### ABOUT THIS EXERCISE
Restate the records in full, keeping every word as it is.

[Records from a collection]
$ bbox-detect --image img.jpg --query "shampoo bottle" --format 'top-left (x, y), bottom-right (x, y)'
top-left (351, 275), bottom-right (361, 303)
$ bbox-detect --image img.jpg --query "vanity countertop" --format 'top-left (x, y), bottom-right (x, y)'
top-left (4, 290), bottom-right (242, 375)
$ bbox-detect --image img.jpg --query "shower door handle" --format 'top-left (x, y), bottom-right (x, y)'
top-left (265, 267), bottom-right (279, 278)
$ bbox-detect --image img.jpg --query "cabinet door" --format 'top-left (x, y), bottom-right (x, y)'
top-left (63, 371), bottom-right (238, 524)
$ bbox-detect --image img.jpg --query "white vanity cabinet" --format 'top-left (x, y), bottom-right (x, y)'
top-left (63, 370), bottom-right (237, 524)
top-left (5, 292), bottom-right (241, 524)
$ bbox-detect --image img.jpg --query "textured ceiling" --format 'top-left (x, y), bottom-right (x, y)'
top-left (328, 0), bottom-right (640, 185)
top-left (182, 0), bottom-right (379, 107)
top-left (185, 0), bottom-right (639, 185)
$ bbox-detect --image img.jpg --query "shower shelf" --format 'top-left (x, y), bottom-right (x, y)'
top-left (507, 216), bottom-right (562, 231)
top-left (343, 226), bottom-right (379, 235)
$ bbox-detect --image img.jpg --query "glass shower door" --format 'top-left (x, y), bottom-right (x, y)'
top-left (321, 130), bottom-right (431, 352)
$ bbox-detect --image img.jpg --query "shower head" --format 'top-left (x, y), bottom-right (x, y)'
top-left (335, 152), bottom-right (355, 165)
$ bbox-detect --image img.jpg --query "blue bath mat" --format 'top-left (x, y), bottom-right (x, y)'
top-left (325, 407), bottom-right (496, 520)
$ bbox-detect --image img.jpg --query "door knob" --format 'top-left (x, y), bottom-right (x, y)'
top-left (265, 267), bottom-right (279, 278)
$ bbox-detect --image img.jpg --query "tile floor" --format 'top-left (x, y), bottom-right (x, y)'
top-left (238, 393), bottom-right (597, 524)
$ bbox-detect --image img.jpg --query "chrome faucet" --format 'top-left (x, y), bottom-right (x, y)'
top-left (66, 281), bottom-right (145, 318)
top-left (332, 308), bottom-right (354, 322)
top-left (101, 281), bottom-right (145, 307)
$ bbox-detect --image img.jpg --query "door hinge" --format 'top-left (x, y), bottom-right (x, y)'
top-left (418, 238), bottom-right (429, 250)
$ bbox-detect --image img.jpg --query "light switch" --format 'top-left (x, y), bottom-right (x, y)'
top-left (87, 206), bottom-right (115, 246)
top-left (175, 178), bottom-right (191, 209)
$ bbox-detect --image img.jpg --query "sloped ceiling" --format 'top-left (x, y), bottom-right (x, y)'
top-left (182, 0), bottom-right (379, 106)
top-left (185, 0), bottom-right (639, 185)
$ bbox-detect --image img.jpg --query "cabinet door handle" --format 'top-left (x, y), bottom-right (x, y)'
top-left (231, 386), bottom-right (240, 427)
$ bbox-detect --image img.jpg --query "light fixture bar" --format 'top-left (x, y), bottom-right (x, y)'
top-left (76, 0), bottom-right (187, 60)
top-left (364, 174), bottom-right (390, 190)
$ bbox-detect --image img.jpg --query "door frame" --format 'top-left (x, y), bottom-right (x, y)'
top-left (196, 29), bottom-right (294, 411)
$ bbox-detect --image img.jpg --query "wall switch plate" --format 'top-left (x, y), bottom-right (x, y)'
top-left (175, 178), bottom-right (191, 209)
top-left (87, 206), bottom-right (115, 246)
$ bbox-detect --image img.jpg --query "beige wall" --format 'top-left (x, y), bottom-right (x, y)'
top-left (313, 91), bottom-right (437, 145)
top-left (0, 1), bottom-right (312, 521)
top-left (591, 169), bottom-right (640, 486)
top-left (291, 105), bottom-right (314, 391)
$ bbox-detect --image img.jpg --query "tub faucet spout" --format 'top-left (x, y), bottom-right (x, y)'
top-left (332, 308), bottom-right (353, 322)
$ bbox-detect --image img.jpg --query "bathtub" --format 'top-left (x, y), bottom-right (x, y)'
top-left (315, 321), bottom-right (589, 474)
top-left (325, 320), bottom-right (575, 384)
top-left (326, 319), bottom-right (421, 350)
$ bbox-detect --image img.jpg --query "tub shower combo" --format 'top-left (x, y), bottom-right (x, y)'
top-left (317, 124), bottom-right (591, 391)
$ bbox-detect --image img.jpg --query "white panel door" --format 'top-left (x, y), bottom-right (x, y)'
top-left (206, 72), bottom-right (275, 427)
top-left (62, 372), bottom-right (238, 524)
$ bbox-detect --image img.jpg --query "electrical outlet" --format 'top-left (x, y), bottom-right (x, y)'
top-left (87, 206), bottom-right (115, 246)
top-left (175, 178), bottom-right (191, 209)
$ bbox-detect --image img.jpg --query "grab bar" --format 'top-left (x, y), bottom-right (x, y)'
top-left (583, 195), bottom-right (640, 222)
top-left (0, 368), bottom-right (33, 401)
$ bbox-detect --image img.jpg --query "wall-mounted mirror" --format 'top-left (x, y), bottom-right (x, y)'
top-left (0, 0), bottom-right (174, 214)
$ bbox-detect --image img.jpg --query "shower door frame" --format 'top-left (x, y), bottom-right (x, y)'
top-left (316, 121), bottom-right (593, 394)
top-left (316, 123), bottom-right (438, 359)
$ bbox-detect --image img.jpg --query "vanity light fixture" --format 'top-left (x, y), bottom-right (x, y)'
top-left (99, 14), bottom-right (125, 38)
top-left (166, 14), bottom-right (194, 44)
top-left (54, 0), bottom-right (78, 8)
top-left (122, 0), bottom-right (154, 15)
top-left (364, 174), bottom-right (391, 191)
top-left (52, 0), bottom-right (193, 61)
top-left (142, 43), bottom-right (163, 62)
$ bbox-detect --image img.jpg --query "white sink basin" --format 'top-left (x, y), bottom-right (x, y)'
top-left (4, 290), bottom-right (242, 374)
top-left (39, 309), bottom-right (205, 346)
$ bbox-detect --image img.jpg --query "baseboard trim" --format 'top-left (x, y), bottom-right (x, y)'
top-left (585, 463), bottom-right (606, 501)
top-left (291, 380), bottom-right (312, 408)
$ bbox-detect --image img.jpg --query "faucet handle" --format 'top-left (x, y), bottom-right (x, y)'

### OUTPUT
$ bbox-detect --image img.jpg --query "shampoo bottle" --format 'top-left (x, y), bottom-right (x, y)'
top-left (351, 275), bottom-right (361, 303)
$ bbox-detect --image img.jpg --query "vanity countertop" --format 'top-left (x, y), bottom-right (x, y)'
top-left (4, 290), bottom-right (242, 375)
$ bbox-detect --image img.jpg --query "shower door handle" --format 'top-left (x, y), bottom-right (x, y)'
top-left (265, 267), bottom-right (279, 278)
$ bbox-detect --image img.jpg --query "cabinet door" --format 'top-left (x, y), bottom-right (x, y)'
top-left (63, 371), bottom-right (238, 524)
$ bbox-detect --image img.jpg --query "white vanity cabinet" --format 'top-left (x, y), bottom-right (x, y)'
top-left (63, 370), bottom-right (237, 524)
top-left (5, 292), bottom-right (241, 524)
$ bbox-detect --image img.jpg --query "textured ceiling" --format 'top-left (x, y), bottom-right (x, y)'
top-left (328, 0), bottom-right (640, 185)
top-left (182, 0), bottom-right (379, 107)
top-left (185, 0), bottom-right (639, 185)
$ bbox-detect --image img.jpg --query "shower shelf" --format 'top-left (x, y), bottom-right (x, y)'
top-left (507, 216), bottom-right (562, 231)
top-left (343, 226), bottom-right (379, 235)
$ bbox-detect --image img.jpg --query "glass shower door" --format 'top-left (x, y), bottom-right (x, y)'
top-left (321, 130), bottom-right (431, 352)
$ bbox-detect --image img.jpg --query "shower head" --format 'top-left (x, y), bottom-right (x, y)'
top-left (335, 152), bottom-right (355, 165)
$ bbox-detect --image img.jpg --query "blue bath mat" --format 'top-left (x, y), bottom-right (x, y)'
top-left (325, 407), bottom-right (496, 520)
$ bbox-detect --image img.jpg --query "door knob" --format 'top-left (x, y), bottom-right (x, y)'
top-left (265, 267), bottom-right (279, 278)
$ bbox-detect --image img.jpg --query "tile floor" --format 'top-left (x, y), bottom-right (x, y)'
top-left (238, 393), bottom-right (597, 524)
$ bbox-detect --image img.jpg --query "chrome faucet" --format 'top-left (x, y), bottom-right (x, y)'
top-left (66, 281), bottom-right (145, 318)
top-left (332, 308), bottom-right (354, 322)
top-left (101, 281), bottom-right (145, 307)
$ bbox-detect --image img.jpg --query "door hinge" --format 'top-left (x, y), bottom-right (x, y)'
top-left (418, 238), bottom-right (429, 250)
$ bbox-detect --image img.jpg --query "light switch" --format 'top-left (x, y), bottom-right (x, y)'
top-left (87, 206), bottom-right (115, 246)
top-left (175, 178), bottom-right (191, 209)
$ bbox-detect --image img.jpg --query "sloped ceiling" --format 'top-left (x, y), bottom-right (x, y)'
top-left (182, 0), bottom-right (379, 106)
top-left (185, 0), bottom-right (639, 185)
$ bbox-detect --image img.jpg --query "cabinet door handle" --format 'top-left (x, y), bottom-right (x, y)'
top-left (231, 386), bottom-right (240, 427)
$ bbox-detect --image img.jpg --query "light fixture bar" --format 'top-left (x, y), bottom-right (x, y)'
top-left (76, 0), bottom-right (187, 60)
top-left (364, 174), bottom-right (390, 190)
$ bbox-detect --image img.jpg --query "door frame" --format 'top-left (x, y), bottom-right (x, y)'
top-left (196, 29), bottom-right (294, 411)
$ bbox-detect --image img.jpg --query "wall switch plate" --format 'top-left (x, y), bottom-right (x, y)'
top-left (175, 178), bottom-right (191, 209)
top-left (87, 206), bottom-right (115, 246)
$ bbox-detect --image img.jpg --query "beige wall" --format 'top-left (x, y), bottom-right (x, y)'
top-left (313, 91), bottom-right (437, 145)
top-left (0, 1), bottom-right (312, 521)
top-left (591, 169), bottom-right (640, 486)
top-left (291, 105), bottom-right (314, 391)
$ bbox-detect --image img.jpg --query "tub faucet spout" --format 'top-left (x, y), bottom-right (x, y)'
top-left (332, 308), bottom-right (353, 322)
$ bbox-detect --image img.jpg --query "bathtub" --format 'top-left (x, y), bottom-right (x, y)'
top-left (315, 321), bottom-right (589, 474)
top-left (325, 320), bottom-right (575, 384)
top-left (326, 319), bottom-right (421, 350)
$ bbox-detect --image img.jpg --query "tub shower combo" --format 'top-left (x, y), bottom-right (x, y)'
top-left (317, 124), bottom-right (591, 391)
$ bbox-detect --image img.jpg --query "white panel door" --format 'top-left (x, y), bottom-right (x, y)'
top-left (206, 72), bottom-right (275, 427)
top-left (62, 372), bottom-right (238, 524)
$ bbox-detect --image img.jpg --query "electrical outlet" --format 'top-left (x, y), bottom-right (x, y)'
top-left (87, 206), bottom-right (115, 246)
top-left (175, 178), bottom-right (191, 209)
$ bbox-detect --image img.jpg --query "grab bar" --format 'top-left (x, y), bottom-right (x, y)'
top-left (583, 195), bottom-right (640, 222)
top-left (0, 368), bottom-right (33, 401)
$ bbox-detect --image img.jpg --query "wall-mounted mirror" --format 'top-left (x, y), bottom-right (x, y)'
top-left (0, 0), bottom-right (174, 214)
$ bbox-detect --image img.jpg --query "shower door frame" --format 'top-left (x, y), bottom-right (x, y)'
top-left (316, 121), bottom-right (593, 394)
top-left (316, 123), bottom-right (438, 359)
$ bbox-detect --image img.jpg --query "vanity light fixture" --format 'top-left (x, y), bottom-right (x, y)'
top-left (99, 14), bottom-right (125, 38)
top-left (166, 14), bottom-right (194, 44)
top-left (54, 0), bottom-right (78, 8)
top-left (122, 0), bottom-right (154, 15)
top-left (364, 174), bottom-right (391, 191)
top-left (52, 0), bottom-right (193, 61)
top-left (142, 43), bottom-right (163, 62)
$ bbox-detect --image img.jpg --query "white sink basin" --format 'top-left (x, y), bottom-right (x, y)'
top-left (4, 290), bottom-right (242, 374)
top-left (39, 309), bottom-right (205, 346)
$ bbox-detect --image img.jpg --query "baseboard trim" --format 'top-left (x, y), bottom-right (x, y)'
top-left (585, 463), bottom-right (606, 501)
top-left (291, 380), bottom-right (312, 408)
$ bbox-detect --image img.jpg --query "faucet handle" --format 'top-left (x, y), bottom-right (x, y)'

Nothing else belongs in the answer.